**Supplied text:**
[Start of section]
Nothing, Anne Marie Wirth Cauchon's disturbing debut novel, gives a brutal portrayal of the millennial generation set amid Missoula subcultures. It's a modern noir in which the University of Montana creative writing grad successfully captures a world of party kids and young transients plagued by 20-something narcissism, indulging in endless cigarettes, drugs and booze.
The story centers on Ruth and James, two outsiders in search of identity. James journeys to Montana to learn more about his biological father, and receives more than he bargained for. His first night in town he encounters Ruth and Bridget at a party and their meeting causes a chain of events that sends them on life-changing trajectories. It helps add to the atmosphere that Cauchon has set the story in the midst of wildfire season. The burning backdrop adds easy metaphor to the characters' drama and intensifies their downward spiral of delusion and paranoia.
In a strange coincidence, both James and Ruth hail from the same suburb of Minnesota, and that's really the only common thread they share. Through their alternating narratives, however, that thread becomes tangled into a shared obsession over Bridget, a troubled townie whom Ruth has befriended. Both believe that Bridget has the answers to all of their questions. Their faith in her becomes a pitfall that leads to an unraveling of the identities they were carefully trying to nurture.
[End of section]
**Material supplied:**
[Start of section]
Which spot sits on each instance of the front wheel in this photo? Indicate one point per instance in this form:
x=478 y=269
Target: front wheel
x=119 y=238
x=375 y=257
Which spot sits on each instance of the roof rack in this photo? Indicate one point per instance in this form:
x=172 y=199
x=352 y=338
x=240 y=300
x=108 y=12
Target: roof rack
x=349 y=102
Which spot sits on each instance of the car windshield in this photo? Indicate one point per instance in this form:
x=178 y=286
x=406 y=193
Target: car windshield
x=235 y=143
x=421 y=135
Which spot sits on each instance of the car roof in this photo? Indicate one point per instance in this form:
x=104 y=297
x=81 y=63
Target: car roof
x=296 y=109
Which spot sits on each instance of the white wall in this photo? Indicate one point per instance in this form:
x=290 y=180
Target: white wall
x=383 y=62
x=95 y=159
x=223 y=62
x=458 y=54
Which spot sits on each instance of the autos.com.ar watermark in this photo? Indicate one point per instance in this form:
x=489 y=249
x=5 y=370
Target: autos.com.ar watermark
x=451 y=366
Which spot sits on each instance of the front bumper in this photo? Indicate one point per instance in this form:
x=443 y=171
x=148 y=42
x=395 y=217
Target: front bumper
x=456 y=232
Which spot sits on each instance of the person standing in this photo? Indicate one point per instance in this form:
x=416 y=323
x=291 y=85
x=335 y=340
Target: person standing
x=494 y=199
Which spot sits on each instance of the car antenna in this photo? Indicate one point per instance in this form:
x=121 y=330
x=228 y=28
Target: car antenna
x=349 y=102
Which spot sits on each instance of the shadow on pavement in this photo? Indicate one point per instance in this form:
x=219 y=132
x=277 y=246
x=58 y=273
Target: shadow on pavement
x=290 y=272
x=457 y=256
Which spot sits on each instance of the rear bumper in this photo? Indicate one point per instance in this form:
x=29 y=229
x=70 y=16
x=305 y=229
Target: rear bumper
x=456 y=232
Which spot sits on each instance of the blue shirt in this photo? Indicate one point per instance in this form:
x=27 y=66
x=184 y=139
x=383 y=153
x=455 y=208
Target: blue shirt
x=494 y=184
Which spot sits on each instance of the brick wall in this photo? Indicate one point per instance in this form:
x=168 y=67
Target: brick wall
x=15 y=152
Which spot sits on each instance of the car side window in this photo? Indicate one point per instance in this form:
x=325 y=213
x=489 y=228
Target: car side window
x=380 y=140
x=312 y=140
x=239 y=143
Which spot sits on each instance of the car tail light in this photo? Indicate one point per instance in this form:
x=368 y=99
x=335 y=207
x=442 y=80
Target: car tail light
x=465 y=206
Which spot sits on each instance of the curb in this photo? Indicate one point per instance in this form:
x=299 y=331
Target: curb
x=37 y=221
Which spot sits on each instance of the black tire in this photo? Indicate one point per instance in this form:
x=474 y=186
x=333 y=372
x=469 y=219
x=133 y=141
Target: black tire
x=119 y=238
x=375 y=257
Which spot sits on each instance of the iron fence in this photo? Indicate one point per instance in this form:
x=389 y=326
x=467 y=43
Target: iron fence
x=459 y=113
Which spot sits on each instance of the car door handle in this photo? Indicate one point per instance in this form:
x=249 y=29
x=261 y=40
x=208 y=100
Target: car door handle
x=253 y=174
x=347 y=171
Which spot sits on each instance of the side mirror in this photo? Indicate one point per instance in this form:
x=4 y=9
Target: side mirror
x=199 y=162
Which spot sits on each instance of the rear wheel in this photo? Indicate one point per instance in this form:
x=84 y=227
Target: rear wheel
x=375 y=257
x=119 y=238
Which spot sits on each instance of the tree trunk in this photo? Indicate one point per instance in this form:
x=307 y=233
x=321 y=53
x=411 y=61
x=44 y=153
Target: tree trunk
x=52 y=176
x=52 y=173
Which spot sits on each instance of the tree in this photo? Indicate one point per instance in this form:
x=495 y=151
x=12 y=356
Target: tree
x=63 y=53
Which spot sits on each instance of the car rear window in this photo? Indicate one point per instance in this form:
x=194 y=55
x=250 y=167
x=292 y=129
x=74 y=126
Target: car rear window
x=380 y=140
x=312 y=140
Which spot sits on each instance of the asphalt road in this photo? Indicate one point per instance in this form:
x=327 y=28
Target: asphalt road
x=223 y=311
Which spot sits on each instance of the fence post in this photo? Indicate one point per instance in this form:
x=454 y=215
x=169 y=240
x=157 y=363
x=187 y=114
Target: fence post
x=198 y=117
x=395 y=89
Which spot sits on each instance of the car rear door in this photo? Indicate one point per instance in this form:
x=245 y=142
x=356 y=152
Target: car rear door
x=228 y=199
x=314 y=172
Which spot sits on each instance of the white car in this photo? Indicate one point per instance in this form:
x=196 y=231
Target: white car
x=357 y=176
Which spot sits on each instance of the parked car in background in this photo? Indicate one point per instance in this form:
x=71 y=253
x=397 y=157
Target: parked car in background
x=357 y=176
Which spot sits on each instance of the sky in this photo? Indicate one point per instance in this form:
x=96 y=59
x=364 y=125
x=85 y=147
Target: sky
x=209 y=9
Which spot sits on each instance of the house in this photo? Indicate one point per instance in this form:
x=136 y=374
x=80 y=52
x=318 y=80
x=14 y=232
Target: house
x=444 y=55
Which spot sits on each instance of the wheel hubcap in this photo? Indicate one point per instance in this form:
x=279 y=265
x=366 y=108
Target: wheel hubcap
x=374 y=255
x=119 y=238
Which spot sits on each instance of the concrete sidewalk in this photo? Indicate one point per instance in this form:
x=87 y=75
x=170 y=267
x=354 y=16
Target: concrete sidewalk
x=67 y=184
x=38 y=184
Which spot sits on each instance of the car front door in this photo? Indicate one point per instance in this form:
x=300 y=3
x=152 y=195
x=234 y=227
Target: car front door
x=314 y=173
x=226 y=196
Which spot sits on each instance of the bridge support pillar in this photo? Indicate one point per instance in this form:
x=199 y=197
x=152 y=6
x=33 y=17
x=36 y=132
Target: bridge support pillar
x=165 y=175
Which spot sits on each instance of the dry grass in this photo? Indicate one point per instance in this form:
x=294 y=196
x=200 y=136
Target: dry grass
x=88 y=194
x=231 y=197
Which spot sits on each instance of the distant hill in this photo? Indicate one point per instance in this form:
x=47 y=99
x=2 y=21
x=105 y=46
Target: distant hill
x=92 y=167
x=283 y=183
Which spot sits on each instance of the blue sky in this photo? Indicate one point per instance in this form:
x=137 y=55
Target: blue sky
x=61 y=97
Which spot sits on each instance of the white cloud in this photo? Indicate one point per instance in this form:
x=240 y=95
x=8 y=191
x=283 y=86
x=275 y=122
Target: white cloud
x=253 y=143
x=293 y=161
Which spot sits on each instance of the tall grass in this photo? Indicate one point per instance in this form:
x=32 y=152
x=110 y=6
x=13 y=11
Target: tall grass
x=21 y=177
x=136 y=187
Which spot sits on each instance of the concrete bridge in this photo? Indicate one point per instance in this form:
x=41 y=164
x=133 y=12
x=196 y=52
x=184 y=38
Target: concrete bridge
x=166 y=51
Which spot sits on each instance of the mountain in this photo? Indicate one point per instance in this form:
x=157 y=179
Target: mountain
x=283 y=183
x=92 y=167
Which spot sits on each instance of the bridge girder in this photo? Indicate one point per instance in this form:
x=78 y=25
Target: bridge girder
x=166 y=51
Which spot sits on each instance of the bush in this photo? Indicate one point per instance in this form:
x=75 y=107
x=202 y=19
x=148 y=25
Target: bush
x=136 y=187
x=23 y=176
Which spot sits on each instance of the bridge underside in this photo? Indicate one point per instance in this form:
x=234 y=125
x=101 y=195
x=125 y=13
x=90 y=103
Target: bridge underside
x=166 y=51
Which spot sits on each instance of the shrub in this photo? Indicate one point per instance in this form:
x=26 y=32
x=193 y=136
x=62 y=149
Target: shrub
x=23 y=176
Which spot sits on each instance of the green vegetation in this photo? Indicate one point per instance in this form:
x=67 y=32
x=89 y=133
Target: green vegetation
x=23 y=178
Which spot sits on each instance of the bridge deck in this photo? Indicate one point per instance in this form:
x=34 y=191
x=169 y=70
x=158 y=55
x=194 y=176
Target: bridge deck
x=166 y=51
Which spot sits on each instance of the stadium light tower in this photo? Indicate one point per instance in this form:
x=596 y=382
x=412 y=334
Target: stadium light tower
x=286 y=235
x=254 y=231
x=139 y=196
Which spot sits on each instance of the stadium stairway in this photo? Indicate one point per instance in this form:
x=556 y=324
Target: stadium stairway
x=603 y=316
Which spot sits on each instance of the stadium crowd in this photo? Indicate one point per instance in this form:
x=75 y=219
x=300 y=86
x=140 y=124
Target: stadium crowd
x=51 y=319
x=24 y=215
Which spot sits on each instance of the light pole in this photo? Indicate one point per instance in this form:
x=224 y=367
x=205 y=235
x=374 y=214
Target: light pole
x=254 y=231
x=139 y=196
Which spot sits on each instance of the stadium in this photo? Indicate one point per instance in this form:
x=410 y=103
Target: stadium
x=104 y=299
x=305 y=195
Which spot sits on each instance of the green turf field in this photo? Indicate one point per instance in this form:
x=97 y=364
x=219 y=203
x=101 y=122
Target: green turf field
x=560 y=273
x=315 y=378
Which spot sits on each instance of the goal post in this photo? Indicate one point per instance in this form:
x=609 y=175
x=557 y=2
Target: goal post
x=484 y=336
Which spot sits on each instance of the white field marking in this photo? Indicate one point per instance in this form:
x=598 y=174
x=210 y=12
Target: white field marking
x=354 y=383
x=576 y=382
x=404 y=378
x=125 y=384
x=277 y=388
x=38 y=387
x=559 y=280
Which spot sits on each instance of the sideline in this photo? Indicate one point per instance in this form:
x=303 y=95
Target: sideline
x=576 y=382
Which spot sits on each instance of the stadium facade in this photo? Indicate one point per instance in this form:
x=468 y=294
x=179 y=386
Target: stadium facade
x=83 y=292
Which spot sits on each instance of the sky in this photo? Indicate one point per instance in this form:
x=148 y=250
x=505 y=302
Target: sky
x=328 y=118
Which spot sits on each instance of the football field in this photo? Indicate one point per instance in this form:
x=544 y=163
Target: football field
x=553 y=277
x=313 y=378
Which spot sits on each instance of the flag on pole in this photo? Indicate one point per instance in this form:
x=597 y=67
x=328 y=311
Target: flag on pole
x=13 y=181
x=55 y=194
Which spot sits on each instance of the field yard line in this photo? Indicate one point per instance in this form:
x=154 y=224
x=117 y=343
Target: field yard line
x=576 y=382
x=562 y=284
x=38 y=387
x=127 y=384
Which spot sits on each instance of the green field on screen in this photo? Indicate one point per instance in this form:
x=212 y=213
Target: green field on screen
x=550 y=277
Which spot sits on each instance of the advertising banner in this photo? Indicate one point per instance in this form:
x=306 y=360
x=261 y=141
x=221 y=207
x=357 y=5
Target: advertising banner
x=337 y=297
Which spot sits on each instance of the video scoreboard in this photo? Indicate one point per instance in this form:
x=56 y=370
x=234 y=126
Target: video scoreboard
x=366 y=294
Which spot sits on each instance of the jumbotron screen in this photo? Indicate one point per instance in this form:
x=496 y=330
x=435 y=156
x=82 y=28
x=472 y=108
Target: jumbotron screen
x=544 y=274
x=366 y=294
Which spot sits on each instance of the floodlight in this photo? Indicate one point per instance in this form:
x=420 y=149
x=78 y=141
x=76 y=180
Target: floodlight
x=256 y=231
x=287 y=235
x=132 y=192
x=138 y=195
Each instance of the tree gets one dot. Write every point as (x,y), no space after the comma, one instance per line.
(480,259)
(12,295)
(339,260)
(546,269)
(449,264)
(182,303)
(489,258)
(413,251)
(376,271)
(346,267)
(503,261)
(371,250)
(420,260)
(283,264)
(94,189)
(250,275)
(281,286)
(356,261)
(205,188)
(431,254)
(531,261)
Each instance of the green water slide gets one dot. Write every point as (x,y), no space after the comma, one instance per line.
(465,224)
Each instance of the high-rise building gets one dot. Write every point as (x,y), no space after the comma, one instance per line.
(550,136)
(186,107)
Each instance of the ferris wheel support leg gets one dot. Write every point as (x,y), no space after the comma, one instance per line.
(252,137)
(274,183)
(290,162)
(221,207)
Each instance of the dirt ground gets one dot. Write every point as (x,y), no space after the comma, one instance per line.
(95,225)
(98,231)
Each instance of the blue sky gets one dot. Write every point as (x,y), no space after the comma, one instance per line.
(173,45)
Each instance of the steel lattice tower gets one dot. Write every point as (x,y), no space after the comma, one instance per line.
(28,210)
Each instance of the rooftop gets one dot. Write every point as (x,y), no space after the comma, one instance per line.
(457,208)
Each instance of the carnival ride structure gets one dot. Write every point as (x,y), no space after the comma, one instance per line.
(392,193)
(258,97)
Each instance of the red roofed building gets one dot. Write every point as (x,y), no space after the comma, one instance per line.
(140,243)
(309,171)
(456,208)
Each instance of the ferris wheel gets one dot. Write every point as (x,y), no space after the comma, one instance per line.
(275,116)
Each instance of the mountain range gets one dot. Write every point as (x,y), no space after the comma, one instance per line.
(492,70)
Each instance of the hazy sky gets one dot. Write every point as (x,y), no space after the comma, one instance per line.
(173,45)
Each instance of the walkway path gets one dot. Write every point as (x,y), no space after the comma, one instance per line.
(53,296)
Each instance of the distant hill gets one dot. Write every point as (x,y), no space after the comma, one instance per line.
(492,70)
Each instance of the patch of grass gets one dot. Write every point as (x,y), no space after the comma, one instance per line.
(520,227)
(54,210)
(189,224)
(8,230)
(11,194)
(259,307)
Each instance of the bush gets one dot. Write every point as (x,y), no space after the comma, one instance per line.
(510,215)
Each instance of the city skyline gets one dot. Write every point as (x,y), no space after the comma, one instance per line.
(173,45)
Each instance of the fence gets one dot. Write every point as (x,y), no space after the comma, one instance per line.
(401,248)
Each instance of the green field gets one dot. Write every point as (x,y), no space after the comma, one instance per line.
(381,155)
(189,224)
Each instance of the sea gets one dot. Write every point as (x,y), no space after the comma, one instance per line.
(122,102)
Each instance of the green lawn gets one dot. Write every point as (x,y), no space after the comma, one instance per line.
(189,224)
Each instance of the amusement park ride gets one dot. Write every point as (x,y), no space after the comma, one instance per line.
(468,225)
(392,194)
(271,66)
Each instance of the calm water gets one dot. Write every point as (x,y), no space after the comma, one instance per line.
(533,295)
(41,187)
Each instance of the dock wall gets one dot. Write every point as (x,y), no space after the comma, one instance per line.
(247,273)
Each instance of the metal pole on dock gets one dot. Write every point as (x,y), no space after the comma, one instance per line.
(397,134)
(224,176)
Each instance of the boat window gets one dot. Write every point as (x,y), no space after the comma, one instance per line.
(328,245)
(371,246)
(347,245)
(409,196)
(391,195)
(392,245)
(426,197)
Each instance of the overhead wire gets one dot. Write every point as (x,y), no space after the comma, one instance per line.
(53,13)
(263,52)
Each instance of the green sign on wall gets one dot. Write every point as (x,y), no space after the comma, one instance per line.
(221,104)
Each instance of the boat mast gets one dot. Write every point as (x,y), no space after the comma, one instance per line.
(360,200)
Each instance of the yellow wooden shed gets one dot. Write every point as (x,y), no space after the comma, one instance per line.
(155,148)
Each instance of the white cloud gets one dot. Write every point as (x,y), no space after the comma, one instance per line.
[End of section]
**Using the information:**
1 > Answer these questions from the review of Nothing:
(a) Why does James travel to Montana?
(b) During what season is the story set?
(c) Where do James and Ruth both come from?
2 > Reproduce the review of Nothing, the stretch from "Nothing, Anne Marie" through "drugs and booze.", without changing a word.
3 > Extend the review of Nothing with the passage that would follow its last sentence.

**Answers by task:**
1 >
(a) To learn more about his biological father.
(b) Wildfire season.
(c) The same suburb of Minnesota.

2 >
Nothing, Anne Marie Wirth Cauchon's disturbing debut novel, gives a brutal portrayal of the millennial generation set amid Missoula subcultures. It's a modern noir in which the University of Montana creative writing grad successfully captures a world of party kids and young transients plagued by 20-something narcissism, indulging in endless cigarettes, drugs and booze.

3 >
The characters are detestable, yet compelling. On the surface they are carefully constructed illusions. They envision themselves as movie archetypes: the indie darling, the rebel and the mysterious ingénue. Their reality, however—the way Cauchon reveals it to the reader—reads more like a Harmony Korine script, the gut punch of Kids but set in the hell of a fiery Montana summer.
The alternating narrative between James and Ruth allows us to see beyond the characters' surface and delve into their psyche. Ruth's narrative becomes more honest over time and the illusions around her shatter, which makes her retreat within herself. She is only able to drown out that voice with a steady stream of alcohol and pills. James' narration is more bombastic. Discovering that the life that he knew was an illusion, he is free to recreate himself as any character he desires. His voice is that of young boy play-acting, and he is unable to hide behind his new creation for long.
As the smoke and ash choke the valley, panic sets in; Ruth and James make fatal mistakes. In an interesting plot device, Cauchon describes certain objects as being "kryptonite" green. Whenever kryptonite appears, it serves as a warning to the reader that Ruth and James are in trouble: The inside of Ruth's apartment door, a bouncer's gum, Ruth's thong underwear, the safety jacket of a cop. Ignoring these warning signs leads the pair down a path of wild self-destruction.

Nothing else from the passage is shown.